● WHAT TO DO: Go on with the proof about the logarithm of an infinite product of complex numbers, picking up right after its last line, "Let $\theta = \arg z$ be the argument of $z$."

● SELECTED PASSAGE:
# Logarithm of Infinite Product of Complex Numbers

## Theorem

Let $\sequence {z_n}$ be a sequence of nonzero complex numbers.

The following statements are equivalent:

$(1): \quad$ The infinite product $\ds \prod_{n \mathop = 1}^\infty z_n$ converges to $z \in \C_{\ne 0}$.
$(2): \quad$ The series $\ds \sum_{n \mathop = 1}^\infty \log z_n$ converges to $\log z + 2 k \pi i$ for some integer $k \in \Z$.

## Proof

### $(1)$ implies $(2)$

Suppose $\ds \prod_{n \mathop = 1}^\infty z_n$ converges to $z$.

By Convergence of Series of Complex Numbers by Real and Imaginary Part, it suffices to show that:

$\ds \sum_{n \mathop = 1}^\infty \Re \log z_n = \Re \log z$
$\ds \sum_{n \mathop = 1}^\infty \Im \log z_n = \Im \log z + 2 k \pi$

#### Real Part

Let $P_n$ denote the $n$th partial product.

Then $P_n \to z$.

$\cmod {P_n} \to \cmod z$
$\log \cmod {P_n} \to \log \cmod z$

By definition of complex natural logarithm and Real Part of Sum of Complex Numbers:

$\ds \log \cmod {P_n} = \sum_{j \mathop = 1}^n \Re \log z_j$

#### Imaginary Part

It remains to show that:

$\ds \sum_{j \mathop = 1}^n \Im \log z_j \to \arg z + 2 k \pi$

for some $k \in \Z$.

Let $\theta = \arg z$ be the argument of $z$.

● Stored dataset items:
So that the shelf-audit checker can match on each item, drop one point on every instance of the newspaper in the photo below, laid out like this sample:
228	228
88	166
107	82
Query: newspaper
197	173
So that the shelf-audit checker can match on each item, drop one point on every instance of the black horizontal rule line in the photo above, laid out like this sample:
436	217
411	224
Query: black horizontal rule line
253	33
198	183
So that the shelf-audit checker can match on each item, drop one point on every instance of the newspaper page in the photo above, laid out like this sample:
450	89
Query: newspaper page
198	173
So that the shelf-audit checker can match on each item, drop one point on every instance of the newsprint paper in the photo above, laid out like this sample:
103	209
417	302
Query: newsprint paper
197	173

● OUTPUT FOR THIS TASK:
Let $\theta_n = \arg P_n$ be the argument of $P_n$ in the half-open interval $\hointl {\theta - \pi} {\theta + \pi}$.

$\theta_n \to \theta$

Let $k_n \in \Z$ be such that:

$\ds \sum_{j \mathop = 1}^n \Im \log z_j = \theta_n + 2 k_n \pi$

We show that $k_n$ is eventually constant.

By the Triangle Inequality:

$2 \pi \cmod {k_{n + 1} - k_n} \le \cmod {\theta_{n + 1} - \theta_n} + \cmod {\Im \log z_{n + 1} }$

By Factors in Convergent Product Converge to One, $z_n \to 1$.

By Complex Logarithm is Continuous Outside Branch, $\log z_n \to 0$.

Thus $2 \pi \cmod {k_{n + 1} - k_n} \to 0$.

So $k_n$ is eventually constant, say equal to $k$.

Then:

$\ds \sum_{j \mathop = 1}^n \Im \log z_j \to \theta + 2 k \pi$

$\Box$

### $(2)$ implies $(1)$

Suppose $\ds \sum_{n \mathop = 1}^\infty \log z_n = \log z + 2 k \pi i$.

$\ds \prod_{n \mathop = 1}^\infty z_n = z$

Hence the result.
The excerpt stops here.